Exercise aim: Without changing anything, set down every line shown below.

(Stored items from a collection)
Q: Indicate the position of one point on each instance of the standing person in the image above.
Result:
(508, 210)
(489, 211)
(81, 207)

Response area:
Q: Indicate the position of one point on each instance of the standing person in the image above.
Result:
(508, 210)
(489, 211)
(81, 207)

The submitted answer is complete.